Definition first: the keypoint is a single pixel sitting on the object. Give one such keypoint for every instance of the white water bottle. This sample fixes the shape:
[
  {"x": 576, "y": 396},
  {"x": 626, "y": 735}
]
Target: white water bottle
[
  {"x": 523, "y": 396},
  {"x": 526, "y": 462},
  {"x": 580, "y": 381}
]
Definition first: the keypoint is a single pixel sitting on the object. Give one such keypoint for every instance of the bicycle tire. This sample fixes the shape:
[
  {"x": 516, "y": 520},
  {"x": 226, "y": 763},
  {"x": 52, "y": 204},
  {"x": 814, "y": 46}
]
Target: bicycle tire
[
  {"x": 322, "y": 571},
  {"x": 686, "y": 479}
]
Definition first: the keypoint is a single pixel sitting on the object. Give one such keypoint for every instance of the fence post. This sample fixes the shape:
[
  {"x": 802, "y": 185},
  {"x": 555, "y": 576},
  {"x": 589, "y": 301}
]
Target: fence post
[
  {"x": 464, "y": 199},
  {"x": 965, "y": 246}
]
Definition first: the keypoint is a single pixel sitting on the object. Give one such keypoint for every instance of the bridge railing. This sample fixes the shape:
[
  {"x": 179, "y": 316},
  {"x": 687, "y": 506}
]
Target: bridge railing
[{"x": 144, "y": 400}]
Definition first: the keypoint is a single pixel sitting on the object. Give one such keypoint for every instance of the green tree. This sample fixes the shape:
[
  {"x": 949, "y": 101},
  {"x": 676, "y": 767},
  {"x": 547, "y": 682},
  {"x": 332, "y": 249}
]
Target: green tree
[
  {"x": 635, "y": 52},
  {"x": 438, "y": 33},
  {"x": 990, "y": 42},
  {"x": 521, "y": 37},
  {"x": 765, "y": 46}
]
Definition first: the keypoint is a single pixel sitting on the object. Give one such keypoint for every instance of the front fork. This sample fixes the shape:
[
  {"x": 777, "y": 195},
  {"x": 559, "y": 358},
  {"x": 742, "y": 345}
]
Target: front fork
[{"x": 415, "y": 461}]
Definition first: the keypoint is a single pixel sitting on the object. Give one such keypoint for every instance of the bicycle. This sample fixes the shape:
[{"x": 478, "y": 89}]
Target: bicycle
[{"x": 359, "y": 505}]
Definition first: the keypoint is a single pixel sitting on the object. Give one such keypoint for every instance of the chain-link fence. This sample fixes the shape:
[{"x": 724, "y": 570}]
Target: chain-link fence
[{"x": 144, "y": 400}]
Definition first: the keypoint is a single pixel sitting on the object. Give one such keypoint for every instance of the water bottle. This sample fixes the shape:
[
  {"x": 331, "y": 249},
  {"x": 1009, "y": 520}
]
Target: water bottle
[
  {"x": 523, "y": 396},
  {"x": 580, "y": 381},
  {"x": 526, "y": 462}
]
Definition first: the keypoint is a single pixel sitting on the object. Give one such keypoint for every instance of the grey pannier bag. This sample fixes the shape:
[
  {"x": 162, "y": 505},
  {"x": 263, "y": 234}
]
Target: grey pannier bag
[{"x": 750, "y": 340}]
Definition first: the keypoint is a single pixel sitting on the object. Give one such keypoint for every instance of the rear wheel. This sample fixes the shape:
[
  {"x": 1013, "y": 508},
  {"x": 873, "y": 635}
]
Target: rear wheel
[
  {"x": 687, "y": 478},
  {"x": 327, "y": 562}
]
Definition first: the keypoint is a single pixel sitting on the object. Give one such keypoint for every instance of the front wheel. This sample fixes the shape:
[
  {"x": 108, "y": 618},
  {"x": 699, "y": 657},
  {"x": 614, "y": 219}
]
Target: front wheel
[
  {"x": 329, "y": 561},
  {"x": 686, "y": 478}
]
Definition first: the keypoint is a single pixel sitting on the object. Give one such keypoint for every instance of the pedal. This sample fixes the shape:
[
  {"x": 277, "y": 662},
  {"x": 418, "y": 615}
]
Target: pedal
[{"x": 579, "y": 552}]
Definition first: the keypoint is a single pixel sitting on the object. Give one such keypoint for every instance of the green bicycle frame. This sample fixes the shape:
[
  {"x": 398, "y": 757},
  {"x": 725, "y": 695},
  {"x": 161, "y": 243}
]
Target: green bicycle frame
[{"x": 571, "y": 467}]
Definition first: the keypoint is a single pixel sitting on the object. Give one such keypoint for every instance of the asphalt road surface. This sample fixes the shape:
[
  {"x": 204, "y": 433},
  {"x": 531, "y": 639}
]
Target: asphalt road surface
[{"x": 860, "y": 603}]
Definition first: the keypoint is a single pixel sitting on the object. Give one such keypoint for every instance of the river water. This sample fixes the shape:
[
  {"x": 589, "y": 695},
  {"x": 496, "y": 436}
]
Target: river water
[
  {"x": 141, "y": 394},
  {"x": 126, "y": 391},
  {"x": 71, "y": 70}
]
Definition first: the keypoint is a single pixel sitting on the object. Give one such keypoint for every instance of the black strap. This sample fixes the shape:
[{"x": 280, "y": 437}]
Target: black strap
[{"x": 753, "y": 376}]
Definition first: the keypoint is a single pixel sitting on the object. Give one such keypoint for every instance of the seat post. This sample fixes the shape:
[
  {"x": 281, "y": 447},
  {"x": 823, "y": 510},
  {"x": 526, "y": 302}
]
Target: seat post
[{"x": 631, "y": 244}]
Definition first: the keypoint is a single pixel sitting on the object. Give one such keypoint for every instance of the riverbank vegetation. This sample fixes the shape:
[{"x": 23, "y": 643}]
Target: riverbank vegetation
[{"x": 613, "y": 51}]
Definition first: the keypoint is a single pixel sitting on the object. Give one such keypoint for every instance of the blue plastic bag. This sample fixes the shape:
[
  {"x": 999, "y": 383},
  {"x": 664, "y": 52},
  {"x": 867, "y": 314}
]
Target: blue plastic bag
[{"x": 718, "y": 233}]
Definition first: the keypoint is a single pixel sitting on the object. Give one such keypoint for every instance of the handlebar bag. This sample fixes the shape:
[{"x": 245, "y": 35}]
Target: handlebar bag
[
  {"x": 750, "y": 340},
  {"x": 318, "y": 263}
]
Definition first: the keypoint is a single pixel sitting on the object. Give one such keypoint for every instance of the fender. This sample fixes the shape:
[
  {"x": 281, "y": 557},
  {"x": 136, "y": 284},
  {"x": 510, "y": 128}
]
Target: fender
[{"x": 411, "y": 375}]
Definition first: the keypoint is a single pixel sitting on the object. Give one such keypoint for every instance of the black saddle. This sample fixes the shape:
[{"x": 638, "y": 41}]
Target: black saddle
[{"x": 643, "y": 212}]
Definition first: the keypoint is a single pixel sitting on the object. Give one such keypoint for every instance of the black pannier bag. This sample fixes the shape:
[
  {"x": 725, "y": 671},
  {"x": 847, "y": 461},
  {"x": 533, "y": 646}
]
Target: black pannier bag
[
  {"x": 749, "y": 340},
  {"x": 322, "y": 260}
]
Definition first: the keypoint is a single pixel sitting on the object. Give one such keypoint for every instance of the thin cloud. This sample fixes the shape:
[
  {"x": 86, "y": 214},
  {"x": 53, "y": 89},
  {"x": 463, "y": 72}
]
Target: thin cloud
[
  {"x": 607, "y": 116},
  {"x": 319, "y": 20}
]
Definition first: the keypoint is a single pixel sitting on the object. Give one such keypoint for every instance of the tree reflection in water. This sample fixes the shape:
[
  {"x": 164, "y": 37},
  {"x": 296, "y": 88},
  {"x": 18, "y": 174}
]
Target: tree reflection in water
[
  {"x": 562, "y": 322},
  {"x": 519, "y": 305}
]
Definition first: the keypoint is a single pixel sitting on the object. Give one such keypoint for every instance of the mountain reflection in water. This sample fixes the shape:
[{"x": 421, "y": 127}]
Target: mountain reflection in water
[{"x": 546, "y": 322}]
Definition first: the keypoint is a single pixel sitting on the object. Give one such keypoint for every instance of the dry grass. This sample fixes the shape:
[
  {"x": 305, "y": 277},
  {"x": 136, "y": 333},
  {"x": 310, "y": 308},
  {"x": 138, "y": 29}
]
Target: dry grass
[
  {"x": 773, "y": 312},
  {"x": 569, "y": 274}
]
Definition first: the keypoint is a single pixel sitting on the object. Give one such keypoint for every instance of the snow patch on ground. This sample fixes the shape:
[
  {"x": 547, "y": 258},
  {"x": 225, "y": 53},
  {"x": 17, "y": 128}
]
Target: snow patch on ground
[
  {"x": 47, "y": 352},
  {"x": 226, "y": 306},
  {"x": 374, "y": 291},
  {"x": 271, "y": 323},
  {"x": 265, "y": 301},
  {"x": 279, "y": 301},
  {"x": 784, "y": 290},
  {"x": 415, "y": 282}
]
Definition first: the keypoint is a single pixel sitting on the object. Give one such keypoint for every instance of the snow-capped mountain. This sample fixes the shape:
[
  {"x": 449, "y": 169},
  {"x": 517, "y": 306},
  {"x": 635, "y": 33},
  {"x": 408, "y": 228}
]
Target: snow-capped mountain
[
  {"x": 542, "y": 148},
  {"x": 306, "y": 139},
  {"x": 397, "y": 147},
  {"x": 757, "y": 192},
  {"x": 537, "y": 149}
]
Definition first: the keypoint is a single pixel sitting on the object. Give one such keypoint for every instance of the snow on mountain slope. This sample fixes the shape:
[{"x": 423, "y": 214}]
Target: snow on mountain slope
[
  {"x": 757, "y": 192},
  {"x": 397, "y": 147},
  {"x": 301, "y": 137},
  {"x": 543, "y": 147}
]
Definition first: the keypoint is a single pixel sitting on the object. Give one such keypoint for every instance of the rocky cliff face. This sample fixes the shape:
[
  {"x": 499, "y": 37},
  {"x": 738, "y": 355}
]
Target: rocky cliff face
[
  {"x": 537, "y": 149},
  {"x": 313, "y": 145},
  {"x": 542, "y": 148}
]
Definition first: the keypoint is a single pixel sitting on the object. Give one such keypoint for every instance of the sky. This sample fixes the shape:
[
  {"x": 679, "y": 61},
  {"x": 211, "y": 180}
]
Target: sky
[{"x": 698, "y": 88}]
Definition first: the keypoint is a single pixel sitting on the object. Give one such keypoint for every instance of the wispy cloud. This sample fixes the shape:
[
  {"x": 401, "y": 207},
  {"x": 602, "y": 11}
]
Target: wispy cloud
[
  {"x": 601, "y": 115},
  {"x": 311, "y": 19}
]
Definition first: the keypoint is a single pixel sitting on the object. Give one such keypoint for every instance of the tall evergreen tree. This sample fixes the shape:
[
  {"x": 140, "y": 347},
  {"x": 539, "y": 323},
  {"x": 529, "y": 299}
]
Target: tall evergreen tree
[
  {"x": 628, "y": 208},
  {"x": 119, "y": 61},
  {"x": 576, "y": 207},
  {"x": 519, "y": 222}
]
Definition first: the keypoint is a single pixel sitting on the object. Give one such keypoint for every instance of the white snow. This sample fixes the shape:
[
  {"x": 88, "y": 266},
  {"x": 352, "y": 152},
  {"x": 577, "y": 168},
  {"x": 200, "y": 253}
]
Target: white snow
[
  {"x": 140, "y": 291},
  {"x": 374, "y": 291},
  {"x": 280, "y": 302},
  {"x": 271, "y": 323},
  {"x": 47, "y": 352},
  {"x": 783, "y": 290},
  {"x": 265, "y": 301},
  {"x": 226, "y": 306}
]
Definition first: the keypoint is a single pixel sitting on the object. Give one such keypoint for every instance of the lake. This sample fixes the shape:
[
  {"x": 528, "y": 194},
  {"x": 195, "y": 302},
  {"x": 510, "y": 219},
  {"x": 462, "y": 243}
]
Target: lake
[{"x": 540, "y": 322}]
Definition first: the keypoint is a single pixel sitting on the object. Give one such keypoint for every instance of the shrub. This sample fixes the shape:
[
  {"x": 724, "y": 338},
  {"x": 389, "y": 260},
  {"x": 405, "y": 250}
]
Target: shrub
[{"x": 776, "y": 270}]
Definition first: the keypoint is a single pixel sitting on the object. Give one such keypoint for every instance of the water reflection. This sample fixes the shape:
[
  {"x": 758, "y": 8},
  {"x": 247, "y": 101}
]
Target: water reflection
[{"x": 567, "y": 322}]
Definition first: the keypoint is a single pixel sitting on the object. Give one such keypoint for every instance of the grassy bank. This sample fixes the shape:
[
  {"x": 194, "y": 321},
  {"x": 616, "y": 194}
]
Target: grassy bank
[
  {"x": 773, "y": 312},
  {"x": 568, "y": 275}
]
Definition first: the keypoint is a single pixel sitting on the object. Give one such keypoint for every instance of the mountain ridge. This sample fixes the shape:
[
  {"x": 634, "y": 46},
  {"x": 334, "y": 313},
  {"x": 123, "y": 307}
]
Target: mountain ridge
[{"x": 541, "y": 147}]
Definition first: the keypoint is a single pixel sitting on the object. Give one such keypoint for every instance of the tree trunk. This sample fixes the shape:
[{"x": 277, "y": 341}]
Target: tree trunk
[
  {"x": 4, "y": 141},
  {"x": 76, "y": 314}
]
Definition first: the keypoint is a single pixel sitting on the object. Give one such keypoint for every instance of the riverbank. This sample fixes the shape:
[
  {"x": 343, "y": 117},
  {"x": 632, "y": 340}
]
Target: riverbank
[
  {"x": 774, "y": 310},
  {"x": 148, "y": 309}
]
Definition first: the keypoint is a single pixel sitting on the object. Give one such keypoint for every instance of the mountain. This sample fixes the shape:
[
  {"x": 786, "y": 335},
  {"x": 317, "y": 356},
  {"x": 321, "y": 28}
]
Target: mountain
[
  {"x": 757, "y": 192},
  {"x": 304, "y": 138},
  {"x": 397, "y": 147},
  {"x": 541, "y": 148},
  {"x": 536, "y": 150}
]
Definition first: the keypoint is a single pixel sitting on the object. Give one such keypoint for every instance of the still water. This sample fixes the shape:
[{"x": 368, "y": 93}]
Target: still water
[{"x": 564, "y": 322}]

----

Return, word for word, every line from the top of the entries down to the line that holds "of the bridge", both included.

Definition first: the keypoint is a single pixel sitting on the object. Give one such keypoint for every instance of the white water bottle. This sample fixes the shape:
[
  {"x": 576, "y": 396},
  {"x": 626, "y": 735}
]
Target: white water bottle
[
  {"x": 523, "y": 396},
  {"x": 526, "y": 462},
  {"x": 580, "y": 381}
]
Definition first: the keypoint is a single pixel sitting on the object. Give one such keypoint for every instance of the bicycle tire. This sample fixes the shape:
[
  {"x": 516, "y": 520},
  {"x": 226, "y": 763},
  {"x": 52, "y": 204},
  {"x": 814, "y": 46}
]
Target: bicycle tire
[
  {"x": 322, "y": 571},
  {"x": 686, "y": 479}
]
Definition first: the keypoint is a single pixel sitting on the object. Give one such keypoint for every instance of the fence post. This sample fixes the shape:
[
  {"x": 802, "y": 185},
  {"x": 555, "y": 576},
  {"x": 589, "y": 301}
]
Target: fence post
[
  {"x": 464, "y": 199},
  {"x": 965, "y": 246}
]
Definition first: the keypoint is a single pixel sitting on the object. Give one such keypoint for every instance of the bridge railing. This sample fixes the shape:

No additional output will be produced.